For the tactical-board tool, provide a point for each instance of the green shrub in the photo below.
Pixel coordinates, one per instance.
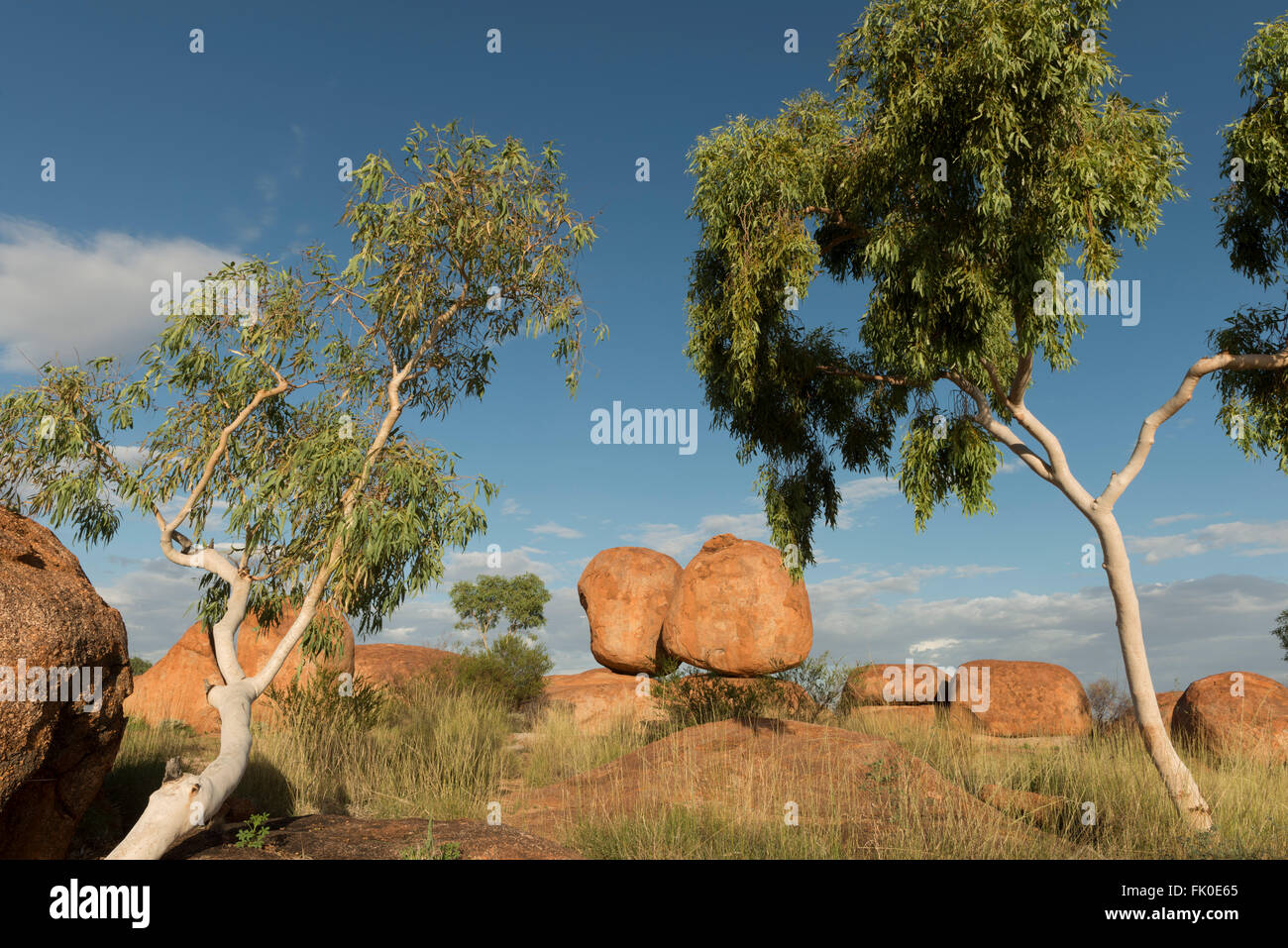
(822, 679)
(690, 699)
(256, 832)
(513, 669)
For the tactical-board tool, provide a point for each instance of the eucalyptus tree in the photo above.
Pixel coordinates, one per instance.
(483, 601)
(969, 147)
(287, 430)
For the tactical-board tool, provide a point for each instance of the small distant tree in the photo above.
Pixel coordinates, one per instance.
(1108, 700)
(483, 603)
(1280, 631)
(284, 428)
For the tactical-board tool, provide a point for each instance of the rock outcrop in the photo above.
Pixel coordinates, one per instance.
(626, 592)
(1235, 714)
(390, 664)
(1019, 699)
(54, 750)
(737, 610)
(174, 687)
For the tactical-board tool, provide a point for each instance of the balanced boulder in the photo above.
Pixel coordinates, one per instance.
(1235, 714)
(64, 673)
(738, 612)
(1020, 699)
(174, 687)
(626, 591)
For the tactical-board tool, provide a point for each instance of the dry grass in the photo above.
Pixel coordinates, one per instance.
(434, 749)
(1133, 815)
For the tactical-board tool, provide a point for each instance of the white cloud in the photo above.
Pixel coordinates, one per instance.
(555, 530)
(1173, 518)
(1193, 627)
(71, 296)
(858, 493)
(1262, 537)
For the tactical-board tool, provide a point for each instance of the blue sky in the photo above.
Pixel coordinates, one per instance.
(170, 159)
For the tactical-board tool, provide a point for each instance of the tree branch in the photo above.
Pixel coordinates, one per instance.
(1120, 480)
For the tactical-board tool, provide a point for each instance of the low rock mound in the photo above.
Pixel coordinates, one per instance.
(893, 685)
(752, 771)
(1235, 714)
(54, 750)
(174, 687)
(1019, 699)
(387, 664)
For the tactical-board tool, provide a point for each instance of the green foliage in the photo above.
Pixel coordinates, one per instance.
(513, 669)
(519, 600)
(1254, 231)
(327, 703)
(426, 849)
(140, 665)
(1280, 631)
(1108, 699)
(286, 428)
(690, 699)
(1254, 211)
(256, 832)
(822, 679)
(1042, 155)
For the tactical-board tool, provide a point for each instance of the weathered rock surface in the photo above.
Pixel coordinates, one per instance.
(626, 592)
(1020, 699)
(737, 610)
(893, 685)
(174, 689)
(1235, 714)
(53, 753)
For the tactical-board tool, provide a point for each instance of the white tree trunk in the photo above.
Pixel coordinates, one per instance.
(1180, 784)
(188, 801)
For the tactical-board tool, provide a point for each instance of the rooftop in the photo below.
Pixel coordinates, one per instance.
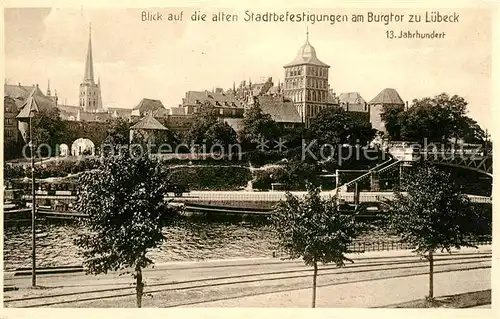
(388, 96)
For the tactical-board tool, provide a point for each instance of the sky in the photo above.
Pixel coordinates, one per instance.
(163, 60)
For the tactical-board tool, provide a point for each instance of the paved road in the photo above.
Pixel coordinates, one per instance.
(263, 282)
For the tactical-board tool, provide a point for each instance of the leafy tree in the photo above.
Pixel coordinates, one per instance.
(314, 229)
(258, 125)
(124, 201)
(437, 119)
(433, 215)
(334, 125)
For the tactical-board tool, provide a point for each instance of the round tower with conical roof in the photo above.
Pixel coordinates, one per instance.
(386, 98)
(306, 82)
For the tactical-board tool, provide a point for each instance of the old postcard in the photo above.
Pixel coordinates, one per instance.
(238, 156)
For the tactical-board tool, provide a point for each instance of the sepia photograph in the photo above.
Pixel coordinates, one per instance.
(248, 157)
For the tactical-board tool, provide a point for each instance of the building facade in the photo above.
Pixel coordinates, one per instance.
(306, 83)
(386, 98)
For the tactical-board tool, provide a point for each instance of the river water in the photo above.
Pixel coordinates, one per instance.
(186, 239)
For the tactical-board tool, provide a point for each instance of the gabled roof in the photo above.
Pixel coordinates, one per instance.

+++++

__Task to carry out__
Reproduce all of the data exactly; the pictures do not belong in the copy.

__Answer space__
For the tactical-board tool, provide a point for each instance of the green shrub in the photo below.
Pixel coordinates, one per instance.
(822, 679)
(690, 699)
(256, 832)
(513, 669)
For the tactical-board tool, provide a point for each instance of the eucalyptus tree in the photo above.
Pixel coordinates, one per instance.
(483, 601)
(969, 147)
(287, 430)
For the tactical-board tool, provide a point for each instance of the small distant tree in the photo above.
Pixel coordinates, one per instance.
(1108, 700)
(483, 603)
(1280, 631)
(284, 428)
For the tactical-board tool, provide a point for each instance of the rock outcrop in the photo above.
Pixel coordinates, one per instance.
(626, 592)
(1235, 714)
(390, 664)
(1019, 699)
(54, 750)
(737, 610)
(174, 687)
For the tactical-board tool, provide a point for each instance of the balanced boulder in the photo above.
Pixel coordinates, one per instance.
(1235, 714)
(64, 673)
(738, 612)
(1020, 699)
(174, 687)
(626, 591)
For the tactical-board tool, provide a point for each instance of the dry grass in the photo above.
Pixel coordinates, one per instance.
(434, 749)
(1133, 815)
For the tactical-board tool, provide a point for each instance of the white cloud in the photo above.
Pixel coordinates, one per instance.
(555, 530)
(1173, 518)
(1193, 627)
(71, 296)
(858, 493)
(1262, 537)
For the tactical-board tool, provide a point for each instance of the blue sky in the photo above.
Pixel coordinates, one per instance.
(170, 159)
For the tactical-board tool, provide a point for each instance of the tree branch in the photo above.
Pixel coordinates, one per instance.
(1120, 480)
For the tactical-board tool, provide a point for each instance of the low rock mound in the photo above.
Pixel coordinates, one per instance.
(893, 685)
(752, 771)
(1235, 714)
(54, 750)
(174, 687)
(1019, 699)
(387, 664)
For the tactical-board tool, provide a point for each instance of the green foliage in the photo above.
Pixel coordinates, one per instance.
(513, 669)
(519, 600)
(1254, 231)
(327, 703)
(426, 849)
(140, 665)
(1280, 631)
(1108, 699)
(286, 428)
(690, 699)
(1254, 211)
(256, 832)
(822, 679)
(1042, 155)
For the tactical-board tool, provide a point for each instance of the weathered rock surface in the photo above.
Pixel coordinates, one per instance.
(626, 592)
(1020, 699)
(737, 610)
(893, 685)
(174, 689)
(1235, 714)
(53, 753)
For the tactical-board tool, provide a point for each instance of the white tree trunk in the photo above.
Pixel coordinates, one per instance.
(1180, 784)
(188, 801)
For the tactical-board tool, provide a point for each instance of the rooftop in the photo below.
Pixel coordinates, one per instance.
(388, 96)
For the tactical-board tool, provide a point for each instance of the sky in the photo above.
Pixel coordinates, one per instance.
(163, 60)
For the tactical-board tool, provide a point for each instance of the paved road in the photo above.
Pixel coordinates, one per instance.
(263, 282)
For the tactical-board tool, provide a point for each instance of the leafy tree in the photo above.
Pixel coordinates, one per instance.
(314, 229)
(258, 125)
(124, 201)
(437, 119)
(433, 215)
(334, 125)
For the tactical-board tool, provide a point for each instance of the round tower with conical roof in the photo above.
Pixel coordinates, one per instance.
(386, 98)
(306, 82)
For the tactical-board tool, provide a point for each instance of the old postcard in the photo above.
Pixel coordinates, one per instance.
(238, 156)
For the tactical-board tool, provide a point for each instance of the sepia photograph in the photo above.
Pixel coordinates, one per instance.
(248, 157)
For the tactical-board tool, provide a point for each instance of the building facade in the photo above.
Pixel coordinates, one per instance.
(306, 83)
(386, 98)
For the tactical-board tool, provide a point for each instance of the river water in the photo above.
Pixel coordinates, one per instance.
(186, 239)
For the tactical-board tool, provide a point for each instance of the gabled roof in the photo above.
Pixel coordinates, one per instance.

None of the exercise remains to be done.